Data listing –
▼

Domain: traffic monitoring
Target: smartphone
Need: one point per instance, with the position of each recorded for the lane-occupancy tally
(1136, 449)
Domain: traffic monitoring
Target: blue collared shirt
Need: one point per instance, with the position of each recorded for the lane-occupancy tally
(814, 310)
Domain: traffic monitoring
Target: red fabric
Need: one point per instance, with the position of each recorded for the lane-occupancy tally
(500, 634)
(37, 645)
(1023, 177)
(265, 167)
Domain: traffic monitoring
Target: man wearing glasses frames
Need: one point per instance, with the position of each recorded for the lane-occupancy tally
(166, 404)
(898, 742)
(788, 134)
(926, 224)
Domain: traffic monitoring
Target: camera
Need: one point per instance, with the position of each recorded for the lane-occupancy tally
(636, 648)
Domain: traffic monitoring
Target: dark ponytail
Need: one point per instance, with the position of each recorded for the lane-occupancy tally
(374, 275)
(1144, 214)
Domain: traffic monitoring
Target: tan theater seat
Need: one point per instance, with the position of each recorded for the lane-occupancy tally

▲

Exercise task –
Can you rewrite all of the items above with "lane-occupancy tally" changed to "traffic-flow log" and nothing else altered?

Answer in full –
Domain: traffic monitoring
Target: smartphone
Need: one point per instance, with the position of each recorded for the traffic-flow log
(1136, 449)
Domain: traffic monitoring
Target: blue collared shirt
Need: one point per instance, with the position of each recorded for the traffic-flow log
(814, 310)
Domain: traffic monitoring
Target: red fabric
Need: one point per instance, with the position of each recorded for the traffic-flow log
(500, 634)
(37, 645)
(1023, 177)
(265, 167)
Domain: traffic monitoring
Target: man wearing glasses frames
Need: one point per instance, with the position of each recorded for the traffic-flow log
(166, 404)
(898, 742)
(788, 134)
(926, 224)
Domain: traffic monitoring
Target: camera
Need: one point per instance, with the position of each recorded for the traffic-flow log
(636, 648)
Domain: traffic monitoring
Target: dark ponytail
Need: one point per instance, with the position of each recorded for the traffic-flow log
(374, 275)
(1144, 214)
Domain: traffic monitoring
Target: tan theater seat
Need: one point per instance, with the position of each recorded for the traffic-flow log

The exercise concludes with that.